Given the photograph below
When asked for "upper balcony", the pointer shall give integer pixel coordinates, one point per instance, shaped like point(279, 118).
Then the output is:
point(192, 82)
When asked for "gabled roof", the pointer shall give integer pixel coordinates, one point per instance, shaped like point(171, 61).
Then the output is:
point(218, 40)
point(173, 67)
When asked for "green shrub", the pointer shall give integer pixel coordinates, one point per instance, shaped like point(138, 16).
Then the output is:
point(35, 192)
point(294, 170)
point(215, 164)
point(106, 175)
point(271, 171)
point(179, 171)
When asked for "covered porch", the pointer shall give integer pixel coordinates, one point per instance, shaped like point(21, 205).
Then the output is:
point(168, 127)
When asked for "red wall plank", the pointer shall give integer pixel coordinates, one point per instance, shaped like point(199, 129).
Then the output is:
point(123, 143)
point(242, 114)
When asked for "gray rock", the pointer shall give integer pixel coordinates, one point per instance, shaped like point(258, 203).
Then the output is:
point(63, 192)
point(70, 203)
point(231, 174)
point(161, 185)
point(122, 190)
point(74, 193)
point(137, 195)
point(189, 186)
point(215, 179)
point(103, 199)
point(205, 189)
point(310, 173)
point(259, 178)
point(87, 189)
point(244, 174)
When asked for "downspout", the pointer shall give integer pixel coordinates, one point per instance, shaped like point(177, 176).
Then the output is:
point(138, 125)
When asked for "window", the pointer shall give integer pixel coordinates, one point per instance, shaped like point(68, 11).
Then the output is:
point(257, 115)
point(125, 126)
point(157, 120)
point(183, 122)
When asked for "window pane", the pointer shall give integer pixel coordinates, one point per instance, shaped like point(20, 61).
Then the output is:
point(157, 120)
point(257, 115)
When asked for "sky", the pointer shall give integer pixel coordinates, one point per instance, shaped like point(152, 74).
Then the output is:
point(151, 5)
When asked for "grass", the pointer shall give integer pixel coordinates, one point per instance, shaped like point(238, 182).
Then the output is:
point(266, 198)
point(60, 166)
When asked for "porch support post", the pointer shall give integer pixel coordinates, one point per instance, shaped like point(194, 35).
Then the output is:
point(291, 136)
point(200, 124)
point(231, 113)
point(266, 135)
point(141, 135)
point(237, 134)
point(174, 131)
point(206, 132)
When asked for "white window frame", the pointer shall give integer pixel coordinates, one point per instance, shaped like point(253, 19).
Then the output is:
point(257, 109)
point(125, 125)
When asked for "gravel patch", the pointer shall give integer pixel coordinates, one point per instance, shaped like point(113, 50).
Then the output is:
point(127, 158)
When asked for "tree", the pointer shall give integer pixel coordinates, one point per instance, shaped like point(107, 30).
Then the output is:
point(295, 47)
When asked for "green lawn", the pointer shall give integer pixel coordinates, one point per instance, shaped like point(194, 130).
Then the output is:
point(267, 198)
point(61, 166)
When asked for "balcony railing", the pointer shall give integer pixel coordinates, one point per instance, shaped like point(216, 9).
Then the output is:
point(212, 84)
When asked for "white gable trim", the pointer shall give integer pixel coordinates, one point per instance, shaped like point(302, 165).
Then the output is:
****************
**What to do**
Reproduce the entire listing above, line for line, without altering any character.

**The solution**
Given the photograph below
When asked for "upper balcony", the pointer shall give integer pixel coordinates, one point per instance, shaped like point(279, 118).
Then the output is:
point(192, 82)
When asked for "gabled roof", the pointer shall give integer pixel coordinates, one point per instance, shaped like point(171, 61).
Then the output is:
point(218, 40)
point(173, 67)
When asked for "green shrub", the pointer shall give integer pixel coordinates, one point per instance, shaped like point(138, 16).
Then the output is:
point(35, 192)
point(294, 170)
point(215, 164)
point(106, 175)
point(271, 171)
point(179, 171)
When asked for "covered porch", the pointer shall give integer pixel coordinates, one point per instance, shaped like point(21, 205).
Then the output is:
point(168, 127)
When asked for "red wall plank", the pointer shall give integer pixel coordinates, one point per instance, shaped like point(199, 129).
Then the output is:
point(123, 143)
point(242, 114)
When asked for "gray rock", the pointer shall give integer pixel coordinates, one point per instance, shaped like point(258, 203).
Then the output is:
point(63, 192)
point(70, 203)
point(231, 174)
point(161, 185)
point(122, 190)
point(74, 193)
point(137, 195)
point(189, 186)
point(215, 179)
point(103, 199)
point(205, 189)
point(310, 173)
point(259, 178)
point(87, 189)
point(244, 174)
When asked for "downspout", the pointer shall give integer pixel coordinates, one point per instance, shaped like point(177, 176).
Then the output is:
point(138, 125)
When asked for "window", the pointer shall give integer pixel coordinates, one point per instance, shaped like point(68, 11).
Then the output is:
point(257, 115)
point(125, 126)
point(157, 120)
point(183, 122)
When asked for "window pane", the pointer shall give integer pixel coordinates, one point per instance, shaped like point(20, 61).
Then the output is:
point(157, 120)
point(257, 115)
When asked for "sky", the pointer shall give integer pixel coordinates, one point per instance, shaped like point(152, 74).
Then the output is:
point(151, 5)
When asked for "grass", the pointer shall give integer pixel coordinates, one point per instance, shaped like point(238, 182).
Then the output is:
point(266, 198)
point(60, 166)
When asked for "porch support post", the pointer shall give integer pixel coordinates, one point per instance, shaped like point(194, 35).
Then the output is:
point(291, 136)
point(200, 124)
point(231, 113)
point(266, 135)
point(141, 135)
point(237, 134)
point(174, 131)
point(206, 132)
When asked for "white window frame", the pointer shall give integer pixel coordinates, one point per instance, shaped like point(253, 19).
Then the output is:
point(257, 109)
point(125, 125)
When asked for "gravel patch", the pointer shall give integer pixel coordinates, one point per instance, shaped like point(113, 50).
Then the output is:
point(127, 158)
When asked for "tree", the pointer shall give integer pixel coordinates, one point per instance, shaped like point(107, 30).
Then the output is:
point(295, 47)
When asked for "green lawn", the pointer shall give integer pixel coordinates, one point per instance, shaped like point(194, 130).
Then the output is:
point(267, 198)
point(61, 166)
When asked for "balcony railing", the pointer shall give integer pixel coordinates, one point per instance, shaped like point(216, 9).
Then the output is:
point(212, 84)
When asked for "white gable trim", the pointer shall give integer pixel coordinates, one point per instance, shaped like point(302, 165).
Then the output is:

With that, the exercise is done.